### Stated task
Please return each line from the listing below that contains the word "woman".

### Data
----------------------------------------

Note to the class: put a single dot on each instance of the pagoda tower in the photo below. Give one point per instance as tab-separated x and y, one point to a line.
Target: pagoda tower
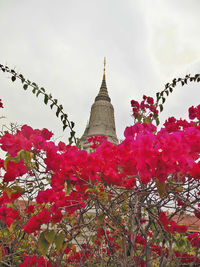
102	121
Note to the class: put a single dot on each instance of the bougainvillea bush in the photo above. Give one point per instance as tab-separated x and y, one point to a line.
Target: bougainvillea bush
114	206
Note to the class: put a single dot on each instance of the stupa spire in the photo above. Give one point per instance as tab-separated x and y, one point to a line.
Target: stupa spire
101	120
103	92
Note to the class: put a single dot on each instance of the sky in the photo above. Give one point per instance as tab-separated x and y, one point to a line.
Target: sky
61	45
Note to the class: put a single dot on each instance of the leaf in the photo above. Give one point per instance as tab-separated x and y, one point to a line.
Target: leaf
38	92
46	99
163	100
13	78
34	90
18	189
49	236
58	111
65	126
43	244
51	106
72	124
167	92
25	86
59	239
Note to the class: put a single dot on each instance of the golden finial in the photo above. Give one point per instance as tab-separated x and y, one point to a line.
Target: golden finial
104	69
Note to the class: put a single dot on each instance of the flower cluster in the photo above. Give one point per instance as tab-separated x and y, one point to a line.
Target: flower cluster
86	208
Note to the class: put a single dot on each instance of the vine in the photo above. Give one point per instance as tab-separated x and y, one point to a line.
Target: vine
169	87
36	90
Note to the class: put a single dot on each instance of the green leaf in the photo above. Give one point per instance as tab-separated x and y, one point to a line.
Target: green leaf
72	124
59	239
157	121
46	98
51	106
25	86
58	111
38	92
49	235
64	127
19	189
13	78
34	90
43	244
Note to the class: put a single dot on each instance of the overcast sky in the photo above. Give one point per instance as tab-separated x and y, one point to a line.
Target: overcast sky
60	45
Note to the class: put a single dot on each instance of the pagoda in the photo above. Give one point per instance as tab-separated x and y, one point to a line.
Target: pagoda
102	121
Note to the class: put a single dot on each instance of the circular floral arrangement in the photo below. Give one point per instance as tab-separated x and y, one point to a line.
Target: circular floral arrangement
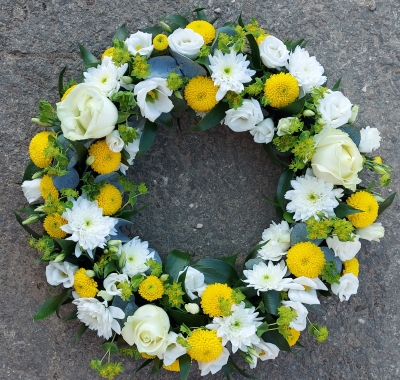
173	313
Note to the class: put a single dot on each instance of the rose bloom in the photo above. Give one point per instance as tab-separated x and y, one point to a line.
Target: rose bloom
337	159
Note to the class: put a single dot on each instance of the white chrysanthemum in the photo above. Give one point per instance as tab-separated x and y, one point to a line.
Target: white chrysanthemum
135	254
88	226
229	72
239	328
265	277
312	195
307	70
278	238
97	316
105	76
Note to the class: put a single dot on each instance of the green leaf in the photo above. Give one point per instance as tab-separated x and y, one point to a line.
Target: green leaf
148	137
212	118
50	306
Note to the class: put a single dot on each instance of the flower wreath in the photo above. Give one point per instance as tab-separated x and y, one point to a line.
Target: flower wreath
172	313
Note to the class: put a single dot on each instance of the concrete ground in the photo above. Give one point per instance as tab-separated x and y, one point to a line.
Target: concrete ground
213	178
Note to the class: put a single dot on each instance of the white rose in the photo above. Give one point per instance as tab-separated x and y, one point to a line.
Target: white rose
374	232
370	139
186	42
273	52
31	189
148	329
246	117
263	132
140	43
337	159
335	109
86	114
348	285
61	273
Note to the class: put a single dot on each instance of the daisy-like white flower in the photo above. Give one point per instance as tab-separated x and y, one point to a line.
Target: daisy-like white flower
97	316
239	328
278	238
105	76
312	195
135	253
88	226
265	277
229	72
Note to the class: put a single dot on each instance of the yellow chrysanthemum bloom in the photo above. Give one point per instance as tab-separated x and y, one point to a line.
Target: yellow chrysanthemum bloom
281	89
109	199
362	200
47	188
214	297
200	94
205	345
52	224
305	259
84	285
36	149
204	28
105	160
351	266
160	42
151	288
68	91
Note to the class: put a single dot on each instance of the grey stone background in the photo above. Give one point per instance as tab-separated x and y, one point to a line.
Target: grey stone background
214	178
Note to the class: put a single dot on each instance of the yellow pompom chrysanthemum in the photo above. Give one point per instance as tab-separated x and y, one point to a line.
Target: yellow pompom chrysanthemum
109	199
200	94
36	149
204	28
305	259
105	160
205	346
151	288
362	200
84	285
52	224
281	89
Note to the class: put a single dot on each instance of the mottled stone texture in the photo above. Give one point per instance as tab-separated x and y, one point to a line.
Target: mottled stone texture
214	178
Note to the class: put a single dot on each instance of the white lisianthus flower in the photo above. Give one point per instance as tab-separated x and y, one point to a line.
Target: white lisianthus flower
264	131
140	43
310	196
246	117
239	328
186	42
152	97
335	109
88	226
273	52
307	70
114	141
105	76
31	189
97	316
278	238
135	253
307	296
370	139
300	322
373	232
348	285
265	277
86	114
229	72
61	273
345	250
194	282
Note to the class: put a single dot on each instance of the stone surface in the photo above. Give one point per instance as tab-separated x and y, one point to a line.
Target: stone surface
214	178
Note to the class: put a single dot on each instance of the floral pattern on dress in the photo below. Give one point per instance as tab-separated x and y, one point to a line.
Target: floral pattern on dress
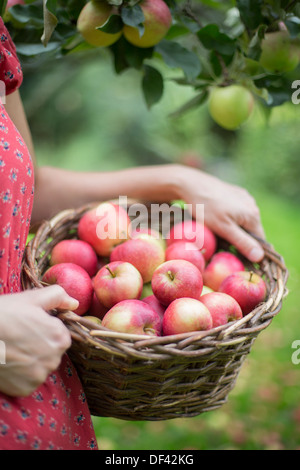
56	415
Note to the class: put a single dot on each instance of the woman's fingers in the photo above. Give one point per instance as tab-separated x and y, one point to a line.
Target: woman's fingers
52	297
245	243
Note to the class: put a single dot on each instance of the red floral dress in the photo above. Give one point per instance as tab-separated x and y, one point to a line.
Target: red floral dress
56	416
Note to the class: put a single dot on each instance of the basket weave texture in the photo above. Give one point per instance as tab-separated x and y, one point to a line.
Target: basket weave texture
134	377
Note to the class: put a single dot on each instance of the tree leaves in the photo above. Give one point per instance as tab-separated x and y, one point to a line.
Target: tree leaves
153	85
175	55
204	47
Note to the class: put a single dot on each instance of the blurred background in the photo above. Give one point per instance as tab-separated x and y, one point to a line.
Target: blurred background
84	117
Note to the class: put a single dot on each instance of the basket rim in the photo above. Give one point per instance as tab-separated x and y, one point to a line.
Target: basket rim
235	332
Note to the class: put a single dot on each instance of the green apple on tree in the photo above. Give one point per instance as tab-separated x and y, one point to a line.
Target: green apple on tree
230	106
93	15
279	52
158	20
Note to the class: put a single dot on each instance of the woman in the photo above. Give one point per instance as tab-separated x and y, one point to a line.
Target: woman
42	404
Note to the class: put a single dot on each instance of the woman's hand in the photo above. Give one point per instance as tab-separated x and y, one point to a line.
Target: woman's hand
34	340
229	211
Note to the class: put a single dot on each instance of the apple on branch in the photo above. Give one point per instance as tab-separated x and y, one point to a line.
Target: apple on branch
117	281
230	106
133	317
247	288
175	279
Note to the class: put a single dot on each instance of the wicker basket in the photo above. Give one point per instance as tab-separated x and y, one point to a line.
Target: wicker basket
134	377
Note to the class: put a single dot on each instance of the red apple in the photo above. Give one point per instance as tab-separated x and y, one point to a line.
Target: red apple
117	281
247	288
223	308
188	251
186	315
104	227
133	317
76	282
155	304
221	266
146	233
194	232
145	255
147	290
206	290
77	252
175	279
158	20
93	319
97	309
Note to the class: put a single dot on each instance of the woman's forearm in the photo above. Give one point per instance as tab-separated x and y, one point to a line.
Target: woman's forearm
58	189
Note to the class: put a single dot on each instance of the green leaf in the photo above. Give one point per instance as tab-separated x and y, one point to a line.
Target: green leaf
113	25
250	12
177	56
254	50
134	17
31	50
193	103
213	39
50	20
126	55
293	25
153	85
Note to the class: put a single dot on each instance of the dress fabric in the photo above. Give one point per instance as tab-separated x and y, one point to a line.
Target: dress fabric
56	415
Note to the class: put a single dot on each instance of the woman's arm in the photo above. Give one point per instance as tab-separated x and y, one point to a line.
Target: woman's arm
230	211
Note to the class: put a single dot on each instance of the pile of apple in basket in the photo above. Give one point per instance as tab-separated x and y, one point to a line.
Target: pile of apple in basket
136	281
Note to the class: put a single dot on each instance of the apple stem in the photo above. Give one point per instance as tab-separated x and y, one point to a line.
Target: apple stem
110	271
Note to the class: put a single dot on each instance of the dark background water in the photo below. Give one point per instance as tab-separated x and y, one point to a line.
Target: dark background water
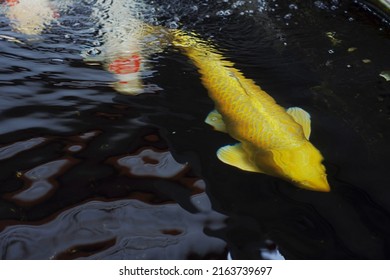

----------------------------------------

### The completed task
Note to the class: put a single dot on each instance of the woman's fingers in the photo above. Give one point per instance as tab-separated x and y, one point to a line.
Target: woman's fingers
Note to the class: put a single dot on each instance of the woman in the photo above. Give one point per instance as tab-separated x and y, one point to a line.
Target: woman
Note to the class: put a single dot on each instance of the woman's hand in the photo above. Give one point per instance as tab-separated x and y, one point to a line.
Target: woman's hand
Note to the class: put a single dot on each instance of the woman's forearm in the photo above. Give one point per instance as tab-separated x and y, one point to a line.
Target: woman's forearm
Note to the class: put a single dot on each instance of the woman's arm in the photo above. Give one point per instance as tab-separated x and y, one point to a line.
Target: woman's arm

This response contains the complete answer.